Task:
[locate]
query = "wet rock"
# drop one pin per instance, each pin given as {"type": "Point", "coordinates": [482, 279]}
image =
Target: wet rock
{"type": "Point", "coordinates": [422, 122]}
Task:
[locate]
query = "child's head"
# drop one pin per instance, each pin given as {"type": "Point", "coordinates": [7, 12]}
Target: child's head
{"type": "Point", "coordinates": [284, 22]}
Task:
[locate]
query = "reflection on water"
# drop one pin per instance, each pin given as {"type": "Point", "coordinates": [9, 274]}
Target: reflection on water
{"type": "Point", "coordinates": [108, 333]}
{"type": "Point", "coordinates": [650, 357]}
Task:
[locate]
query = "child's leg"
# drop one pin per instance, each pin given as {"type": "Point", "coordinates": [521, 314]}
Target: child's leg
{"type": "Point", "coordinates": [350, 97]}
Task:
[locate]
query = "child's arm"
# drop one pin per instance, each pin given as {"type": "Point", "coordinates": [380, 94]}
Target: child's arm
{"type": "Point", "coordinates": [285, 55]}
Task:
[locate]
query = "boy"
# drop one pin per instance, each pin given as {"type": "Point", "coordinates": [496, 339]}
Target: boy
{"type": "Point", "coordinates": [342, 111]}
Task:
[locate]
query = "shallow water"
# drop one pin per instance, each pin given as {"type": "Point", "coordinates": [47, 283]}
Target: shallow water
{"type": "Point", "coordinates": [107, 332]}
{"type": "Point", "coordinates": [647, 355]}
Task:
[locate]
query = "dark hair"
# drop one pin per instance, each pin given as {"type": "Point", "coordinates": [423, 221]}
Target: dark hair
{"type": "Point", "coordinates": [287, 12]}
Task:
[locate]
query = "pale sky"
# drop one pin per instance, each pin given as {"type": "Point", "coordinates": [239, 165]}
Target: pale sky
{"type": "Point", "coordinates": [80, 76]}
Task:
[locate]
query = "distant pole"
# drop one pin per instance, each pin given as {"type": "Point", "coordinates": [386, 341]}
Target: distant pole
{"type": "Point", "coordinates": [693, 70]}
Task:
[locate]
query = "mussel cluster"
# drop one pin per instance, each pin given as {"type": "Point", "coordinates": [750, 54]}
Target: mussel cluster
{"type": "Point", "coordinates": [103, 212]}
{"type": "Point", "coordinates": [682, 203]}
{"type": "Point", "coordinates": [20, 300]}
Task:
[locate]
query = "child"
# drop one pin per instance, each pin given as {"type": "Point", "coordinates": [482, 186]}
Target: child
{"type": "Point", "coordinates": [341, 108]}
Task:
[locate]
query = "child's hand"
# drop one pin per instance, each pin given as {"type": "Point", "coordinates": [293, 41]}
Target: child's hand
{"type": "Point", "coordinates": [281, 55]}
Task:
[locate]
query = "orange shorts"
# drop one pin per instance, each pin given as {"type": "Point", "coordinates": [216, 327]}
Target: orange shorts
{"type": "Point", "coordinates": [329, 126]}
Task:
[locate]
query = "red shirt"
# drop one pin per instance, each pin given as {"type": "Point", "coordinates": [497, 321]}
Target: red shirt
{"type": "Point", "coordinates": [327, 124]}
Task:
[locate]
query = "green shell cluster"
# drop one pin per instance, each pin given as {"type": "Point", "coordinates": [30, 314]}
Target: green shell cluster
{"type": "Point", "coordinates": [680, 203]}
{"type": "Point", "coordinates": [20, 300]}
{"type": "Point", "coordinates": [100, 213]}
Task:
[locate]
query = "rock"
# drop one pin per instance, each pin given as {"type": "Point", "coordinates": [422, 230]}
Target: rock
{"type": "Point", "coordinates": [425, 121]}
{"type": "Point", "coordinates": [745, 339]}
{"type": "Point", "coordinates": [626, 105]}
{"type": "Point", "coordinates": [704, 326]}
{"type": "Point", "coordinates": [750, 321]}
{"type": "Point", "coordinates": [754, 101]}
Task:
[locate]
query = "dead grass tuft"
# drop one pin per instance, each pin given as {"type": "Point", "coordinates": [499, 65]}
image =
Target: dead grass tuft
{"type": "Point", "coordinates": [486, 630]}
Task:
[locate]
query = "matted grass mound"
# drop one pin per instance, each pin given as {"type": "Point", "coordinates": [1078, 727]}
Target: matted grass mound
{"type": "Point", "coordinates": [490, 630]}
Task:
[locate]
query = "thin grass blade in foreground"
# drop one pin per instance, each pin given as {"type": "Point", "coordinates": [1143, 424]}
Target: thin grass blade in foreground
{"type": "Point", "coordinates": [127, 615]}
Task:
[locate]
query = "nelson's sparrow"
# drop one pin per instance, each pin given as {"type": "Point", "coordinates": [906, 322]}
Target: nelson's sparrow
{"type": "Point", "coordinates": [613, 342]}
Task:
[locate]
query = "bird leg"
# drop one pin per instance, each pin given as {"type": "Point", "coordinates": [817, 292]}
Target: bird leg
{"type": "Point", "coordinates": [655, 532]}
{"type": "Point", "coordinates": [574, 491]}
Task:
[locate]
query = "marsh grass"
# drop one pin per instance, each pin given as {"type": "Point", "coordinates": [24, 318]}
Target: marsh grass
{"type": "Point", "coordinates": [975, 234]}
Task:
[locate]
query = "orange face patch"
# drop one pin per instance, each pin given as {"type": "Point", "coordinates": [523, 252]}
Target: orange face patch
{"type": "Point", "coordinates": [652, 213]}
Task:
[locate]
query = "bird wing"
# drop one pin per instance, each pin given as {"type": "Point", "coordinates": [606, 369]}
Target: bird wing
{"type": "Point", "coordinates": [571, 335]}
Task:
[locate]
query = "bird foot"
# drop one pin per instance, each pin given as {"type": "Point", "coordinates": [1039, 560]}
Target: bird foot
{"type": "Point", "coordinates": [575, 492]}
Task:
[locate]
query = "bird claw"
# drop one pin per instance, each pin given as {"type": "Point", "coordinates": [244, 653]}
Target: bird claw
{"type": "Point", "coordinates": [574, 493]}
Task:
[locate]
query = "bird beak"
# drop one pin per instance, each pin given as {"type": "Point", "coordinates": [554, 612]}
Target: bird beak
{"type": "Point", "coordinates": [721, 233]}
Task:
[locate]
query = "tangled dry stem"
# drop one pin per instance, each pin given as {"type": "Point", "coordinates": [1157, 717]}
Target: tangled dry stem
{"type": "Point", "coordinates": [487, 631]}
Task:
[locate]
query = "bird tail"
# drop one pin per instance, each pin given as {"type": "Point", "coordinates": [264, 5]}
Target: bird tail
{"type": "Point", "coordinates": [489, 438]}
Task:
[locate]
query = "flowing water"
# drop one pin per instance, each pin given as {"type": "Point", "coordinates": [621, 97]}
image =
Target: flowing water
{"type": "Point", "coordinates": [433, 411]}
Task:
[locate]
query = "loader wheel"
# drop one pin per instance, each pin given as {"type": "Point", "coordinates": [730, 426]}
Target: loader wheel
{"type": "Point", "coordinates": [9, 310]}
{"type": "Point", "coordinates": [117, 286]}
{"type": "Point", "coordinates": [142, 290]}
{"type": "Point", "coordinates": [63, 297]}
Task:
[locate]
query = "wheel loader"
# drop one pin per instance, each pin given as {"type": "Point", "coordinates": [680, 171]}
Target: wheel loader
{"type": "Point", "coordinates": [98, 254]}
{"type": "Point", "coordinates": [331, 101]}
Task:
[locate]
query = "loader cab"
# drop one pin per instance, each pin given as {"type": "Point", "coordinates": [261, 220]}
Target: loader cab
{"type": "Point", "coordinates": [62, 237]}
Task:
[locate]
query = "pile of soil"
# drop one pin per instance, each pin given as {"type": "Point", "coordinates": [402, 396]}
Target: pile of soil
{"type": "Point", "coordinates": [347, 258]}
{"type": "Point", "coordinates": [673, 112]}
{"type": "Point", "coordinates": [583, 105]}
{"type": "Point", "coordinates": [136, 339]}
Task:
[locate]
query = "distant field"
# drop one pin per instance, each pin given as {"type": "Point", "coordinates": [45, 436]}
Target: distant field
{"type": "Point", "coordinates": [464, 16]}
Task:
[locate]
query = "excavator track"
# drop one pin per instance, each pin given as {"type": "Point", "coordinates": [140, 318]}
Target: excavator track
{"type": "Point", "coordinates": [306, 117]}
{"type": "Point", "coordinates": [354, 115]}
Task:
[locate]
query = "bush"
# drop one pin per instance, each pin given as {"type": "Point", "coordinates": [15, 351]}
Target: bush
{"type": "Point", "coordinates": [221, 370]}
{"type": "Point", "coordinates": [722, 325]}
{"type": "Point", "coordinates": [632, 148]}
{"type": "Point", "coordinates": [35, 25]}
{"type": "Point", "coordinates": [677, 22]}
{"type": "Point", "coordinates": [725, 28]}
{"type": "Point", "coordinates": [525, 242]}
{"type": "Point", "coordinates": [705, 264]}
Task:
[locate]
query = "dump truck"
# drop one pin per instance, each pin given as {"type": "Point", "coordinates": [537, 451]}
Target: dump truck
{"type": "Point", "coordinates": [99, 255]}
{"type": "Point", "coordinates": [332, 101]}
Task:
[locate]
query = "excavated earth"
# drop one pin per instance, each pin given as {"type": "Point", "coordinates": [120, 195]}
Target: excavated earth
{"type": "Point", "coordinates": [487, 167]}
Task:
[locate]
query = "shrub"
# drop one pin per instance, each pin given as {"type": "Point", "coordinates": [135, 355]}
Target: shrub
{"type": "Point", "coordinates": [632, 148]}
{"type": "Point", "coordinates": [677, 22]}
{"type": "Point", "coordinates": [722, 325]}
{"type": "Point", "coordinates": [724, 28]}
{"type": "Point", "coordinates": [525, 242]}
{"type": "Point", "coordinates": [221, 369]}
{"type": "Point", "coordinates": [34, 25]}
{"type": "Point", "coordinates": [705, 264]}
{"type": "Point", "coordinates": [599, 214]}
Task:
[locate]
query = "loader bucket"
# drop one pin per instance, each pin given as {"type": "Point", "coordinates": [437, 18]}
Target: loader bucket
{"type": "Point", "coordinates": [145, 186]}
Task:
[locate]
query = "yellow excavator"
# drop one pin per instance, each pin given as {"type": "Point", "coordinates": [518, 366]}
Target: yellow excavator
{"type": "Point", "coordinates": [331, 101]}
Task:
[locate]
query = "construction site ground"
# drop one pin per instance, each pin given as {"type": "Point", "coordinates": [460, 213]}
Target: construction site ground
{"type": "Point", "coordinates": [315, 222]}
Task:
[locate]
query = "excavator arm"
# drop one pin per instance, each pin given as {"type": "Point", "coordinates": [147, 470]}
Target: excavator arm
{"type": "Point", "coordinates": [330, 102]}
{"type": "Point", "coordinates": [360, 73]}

◆ What you need to do: Filter the material above down to the lines that contain the word "tangled", and copy each of those lines. Case counts.

◆ Completed task:
query = "tangled dry stem"
Target: tangled dry stem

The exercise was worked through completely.